The United States government is looking for a few good ideas. So far all their methods of fighting the War on Terrorism have been the same old tried and true: bombing, freezing bank accounts, intercepting coded messages, scaring the hell out of the American public, and more bombing. Sure they've added a few new twists, like dropping food packets out of airplanes so the Afghans can learn what peanut butter and jelly tastes like, and encouraging Americans to get out of the house and spend what's left of their tax rebate, but once the novelty of wearing a "Shopper Against Terrorism" button wears off, what do we do next?

That's where you come in. The Department of Defense is looking for fresh ideas. That's right, they're holding a contest, succinctly called "Under Secretary of Defense for Acquisition, Technology and Logistics (USD (AT&L)) and Combating Terrorism Technology Support Office Technical Support Working Group (TSWG) Broad Agency Announcement 02-Q-4655." They really should have held another contest first to find a catchier name.

What they're looking for is ideas to help in "combating terrorism, location and defeat of hard or difficult targets, protracted operations in remote areas, and countermeasures to weapons of mass destruction." In other words, "What do we do now?"

The deadline for entries is December 23, by which date you have to submit a one-page summary of your hare-brained idea. If you make it to the semifinals they'll expect a 12-page paper expanding on the concept, accompanied by three proofs of purchase from any American-made product and a receipt showing you purchased it since September 11. If you're chosen as a finalist you'll have to write a full proposal of up to 50 pages. Don't worry, it won't have to make any more sense than the name of the contest. And will actually be shorter.

**PROVIDED DATA**
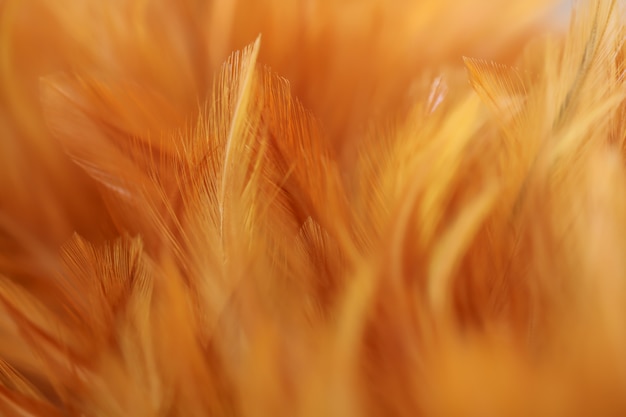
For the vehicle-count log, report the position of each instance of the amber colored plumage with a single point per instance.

**SET OF TASKS**
A - Reproduce verbatim the passage of the Defense Department contest piece starting with "What they're looking" and going on through "actually be shorter.".
B - In the Defense Department contest piece, list every area that the quoted description says the sought ideas should help with.

**WORKED SOLUTIONS**
A -
What they're looking for is ideas to help in "combating terrorism, location and defeat of hard or difficult targets, protracted operations in remote areas, and countermeasures to weapons of mass destruction." In other words, "What do we do now?"

The deadline for entries is December 23, by which date you have to submit a one-page summary of your hare-brained idea. If you make it to the semifinals they'll expect a 12-page paper expanding on the concept, accompanied by three proofs of purchase from any American-made product and a receipt showing you purchased it since September 11. If you're chosen as a finalist you'll have to write a full proposal of up to 50 pages. Don't worry, it won't have to make any more sense than the name of the contest. And will actually be shorter.

B -
- combating terrorism
- location and defeat of hard or difficult targets
- protracted operations in remote areas
- countermeasures to weapons of mass destruction